--- BEGIN Dataset content ---

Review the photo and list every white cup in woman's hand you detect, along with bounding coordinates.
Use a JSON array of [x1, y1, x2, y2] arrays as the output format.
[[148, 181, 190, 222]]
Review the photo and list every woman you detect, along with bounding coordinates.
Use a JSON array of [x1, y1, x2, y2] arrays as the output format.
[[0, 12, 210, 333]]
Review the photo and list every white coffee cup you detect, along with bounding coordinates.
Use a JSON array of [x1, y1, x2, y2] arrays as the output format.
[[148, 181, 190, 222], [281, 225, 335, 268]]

--- END Dataset content ---

> _Task to carry out_
Retype the items word for word, from the line containing "Review the photo and list every white coffee" through the end of the items.

> _Task output_
Review the photo and list every white coffee cup you detect, along with bounding coordinates.
Use a JSON array of [x1, y1, x2, y2] arrays as the output format.
[[148, 181, 190, 222], [281, 225, 335, 268]]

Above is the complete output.